Convert every line of the material below into a Markdown table with the columns "No." and "Text": one row per line, numbered in order, with blank lines skipped. Leave the pictures out of the table.
Start
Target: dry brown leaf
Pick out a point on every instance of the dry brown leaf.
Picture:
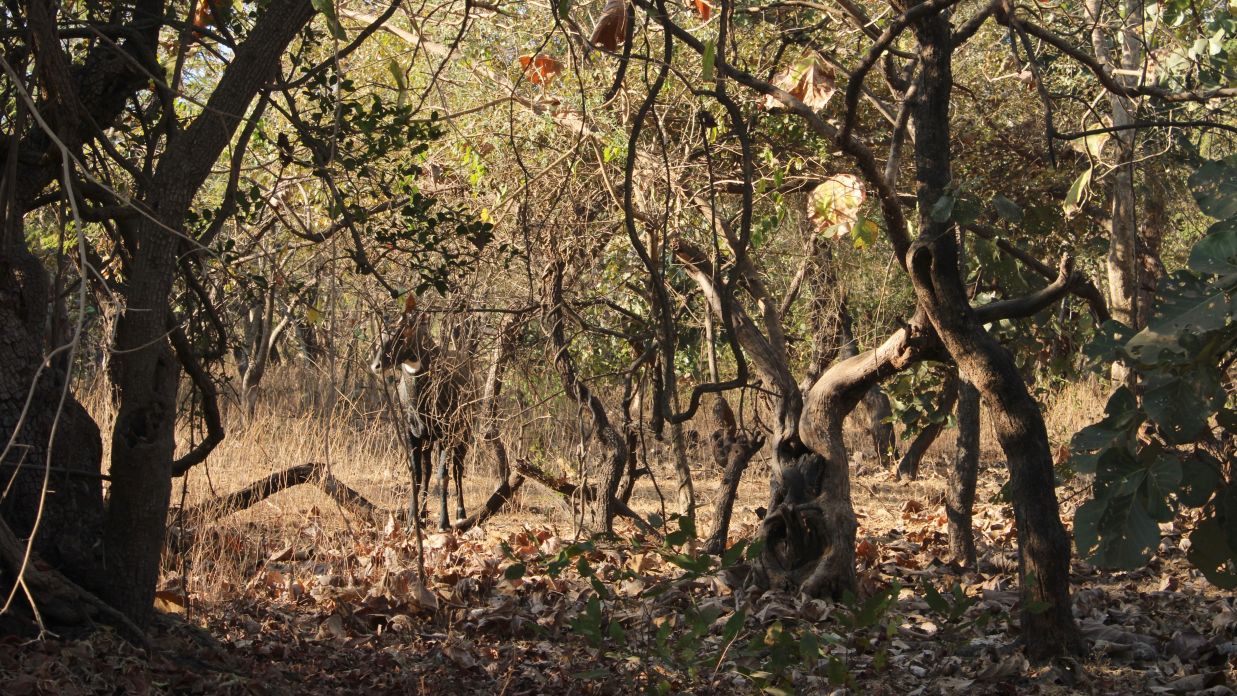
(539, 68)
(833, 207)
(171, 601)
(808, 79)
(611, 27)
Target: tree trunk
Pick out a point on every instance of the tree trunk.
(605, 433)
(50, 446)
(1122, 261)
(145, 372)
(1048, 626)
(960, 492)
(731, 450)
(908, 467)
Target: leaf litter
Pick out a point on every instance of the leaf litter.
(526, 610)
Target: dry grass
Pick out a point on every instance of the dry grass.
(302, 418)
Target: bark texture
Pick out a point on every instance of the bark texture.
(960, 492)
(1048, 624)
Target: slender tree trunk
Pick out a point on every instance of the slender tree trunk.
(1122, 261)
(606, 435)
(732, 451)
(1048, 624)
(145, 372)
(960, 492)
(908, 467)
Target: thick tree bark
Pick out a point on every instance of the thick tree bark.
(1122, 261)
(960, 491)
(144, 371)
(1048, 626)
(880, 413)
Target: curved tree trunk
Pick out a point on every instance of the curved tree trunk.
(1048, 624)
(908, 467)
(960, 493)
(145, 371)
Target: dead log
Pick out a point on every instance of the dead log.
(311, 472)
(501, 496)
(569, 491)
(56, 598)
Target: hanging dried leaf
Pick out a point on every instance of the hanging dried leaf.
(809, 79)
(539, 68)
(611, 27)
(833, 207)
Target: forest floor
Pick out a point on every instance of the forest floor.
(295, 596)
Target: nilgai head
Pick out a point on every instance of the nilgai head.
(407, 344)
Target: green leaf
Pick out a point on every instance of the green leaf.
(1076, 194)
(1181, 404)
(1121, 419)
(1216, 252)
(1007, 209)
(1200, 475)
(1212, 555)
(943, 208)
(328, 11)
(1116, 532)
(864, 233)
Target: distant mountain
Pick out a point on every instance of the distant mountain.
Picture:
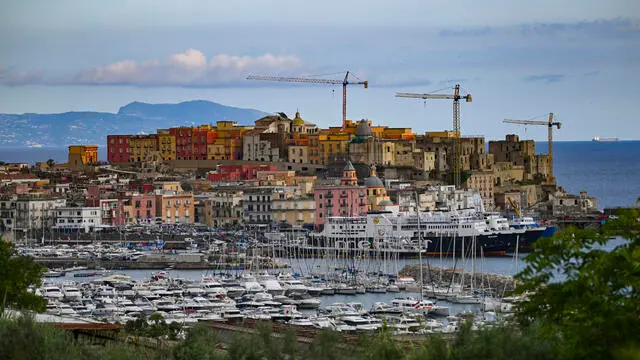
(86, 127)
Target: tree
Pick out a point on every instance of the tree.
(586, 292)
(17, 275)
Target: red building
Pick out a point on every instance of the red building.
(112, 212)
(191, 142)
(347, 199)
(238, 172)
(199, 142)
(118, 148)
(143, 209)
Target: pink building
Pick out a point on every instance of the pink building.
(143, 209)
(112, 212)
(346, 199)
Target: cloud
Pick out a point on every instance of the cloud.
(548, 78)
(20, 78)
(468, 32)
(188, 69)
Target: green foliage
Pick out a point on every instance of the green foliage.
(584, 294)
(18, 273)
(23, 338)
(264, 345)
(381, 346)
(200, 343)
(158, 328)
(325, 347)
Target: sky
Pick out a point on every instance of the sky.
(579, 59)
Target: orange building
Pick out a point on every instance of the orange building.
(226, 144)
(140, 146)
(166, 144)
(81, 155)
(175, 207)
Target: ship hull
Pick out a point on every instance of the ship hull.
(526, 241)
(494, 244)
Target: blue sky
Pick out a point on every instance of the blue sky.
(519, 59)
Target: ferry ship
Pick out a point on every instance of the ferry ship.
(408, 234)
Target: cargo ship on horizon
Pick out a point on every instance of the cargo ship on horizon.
End
▶ [Reply]:
| No. | Text |
|---|---|
| 1 | Target: dry brown leaf |
| 2 | Pick out a point on every instance of the dry brown leaf. |
| 3 | Picture: |
| 4 | (539, 68) |
| 5 | (833, 207) |
| 6 | (171, 601) |
| 7 | (808, 79) |
| 8 | (611, 27) |
| 9 | Target: tree trunk |
| 10 | Pick out a point on every instance of the tree trunk. |
| 11 | (605, 433) |
| 12 | (50, 446) |
| 13 | (1122, 261) |
| 14 | (145, 372) |
| 15 | (1048, 626) |
| 16 | (960, 492) |
| 17 | (731, 450) |
| 18 | (908, 467) |
| 19 | Target: leaf litter |
| 20 | Pick out a point on every instance of the leaf litter. |
| 21 | (526, 610) |
| 22 | Target: dry grass |
| 23 | Pick out a point on every instance of the dry grass. |
| 24 | (302, 418) |
| 25 | Target: bark texture |
| 26 | Pick out a point on every instance of the bark texture. |
| 27 | (960, 492) |
| 28 | (1048, 624) |
| 29 | Target: slender tree trunk |
| 30 | Pick out a point on every instance of the slender tree trunk. |
| 31 | (1122, 261) |
| 32 | (606, 435) |
| 33 | (732, 451) |
| 34 | (1048, 624) |
| 35 | (145, 372) |
| 36 | (960, 492) |
| 37 | (908, 467) |
| 38 | Target: thick tree bark |
| 39 | Pick out a point on every instance of the thick tree bark. |
| 40 | (1122, 261) |
| 41 | (960, 491) |
| 42 | (144, 371) |
| 43 | (1048, 626) |
| 44 | (880, 413) |
| 45 | Target: curved tree trunk |
| 46 | Pick out a point on every instance of the curved tree trunk. |
| 47 | (1048, 624) |
| 48 | (908, 467) |
| 49 | (960, 493) |
| 50 | (145, 371) |
| 51 | Target: dead log |
| 52 | Pick out a point on every instance of the dead log. |
| 53 | (311, 472) |
| 54 | (501, 496) |
| 55 | (569, 491) |
| 56 | (56, 598) |
| 57 | Target: hanging dried leaf |
| 58 | Pick out a point on every instance of the hanging dried leaf. |
| 59 | (809, 79) |
| 60 | (539, 68) |
| 61 | (611, 27) |
| 62 | (833, 207) |
| 63 | Target: forest floor |
| 64 | Pick out a point on every instance of the forest floor. |
| 65 | (295, 596) |
| 66 | Target: nilgai head |
| 67 | Pick out a point on every instance of the nilgai head. |
| 68 | (407, 344) |
| 69 | Target: green leaf |
| 70 | Pick out a point on every instance of the green leaf. |
| 71 | (1076, 194) |
| 72 | (1181, 404) |
| 73 | (1121, 419) |
| 74 | (1216, 252) |
| 75 | (1007, 209) |
| 76 | (1200, 475) |
| 77 | (1212, 555) |
| 78 | (943, 208) |
| 79 | (328, 11) |
| 80 | (1116, 532) |
| 81 | (864, 233) |
| 82 | Target: distant mountain |
| 83 | Pick out a point on every instance of the distant mountain. |
| 84 | Picture: |
| 85 | (86, 127) |
| 86 | Target: tree |
| 87 | Pick out a point on every instance of the tree. |
| 88 | (586, 292) |
| 89 | (17, 275) |
| 90 | Target: red building |
| 91 | Pick out a point on every instance of the red building. |
| 92 | (112, 212) |
| 93 | (191, 142) |
| 94 | (347, 199) |
| 95 | (238, 172) |
| 96 | (199, 142) |
| 97 | (118, 148) |
| 98 | (143, 209) |
| 99 | Target: pink building |
| 100 | Pick out a point on every instance of the pink building. |
| 101 | (143, 209) |
| 102 | (112, 212) |
| 103 | (346, 199) |
| 104 | Target: cloud |
| 105 | Pick out a point on every instance of the cloud. |
| 106 | (548, 78) |
| 107 | (20, 78) |
| 108 | (468, 32) |
| 109 | (188, 69) |
| 110 | Target: green foliage |
| 111 | Pick out a point on every instance of the green foliage. |
| 112 | (584, 294) |
| 113 | (18, 273) |
| 114 | (23, 338) |
| 115 | (264, 345) |
| 116 | (381, 346) |
| 117 | (200, 343) |
| 118 | (158, 328) |
| 119 | (325, 347) |
| 120 | Target: sky |
| 121 | Pick out a point on every instance of the sky. |
| 122 | (579, 59) |
| 123 | Target: orange building |
| 124 | Pick out a point on every instance of the orange building. |
| 125 | (226, 144) |
| 126 | (140, 146) |
| 127 | (166, 144) |
| 128 | (81, 155) |
| 129 | (175, 207) |
| 130 | Target: ship hull |
| 131 | Pick out a point on every instance of the ship hull. |
| 132 | (526, 241) |
| 133 | (494, 244) |
| 134 | Target: blue sky |
| 135 | Pick out a point on every instance of the blue sky. |
| 136 | (519, 59) |
| 137 | Target: ferry ship |
| 138 | Pick out a point on every instance of the ferry ship. |
| 139 | (408, 234) |
| 140 | Target: cargo ship on horizon |
| 141 | Pick out a point on every instance of the cargo ship on horizon. |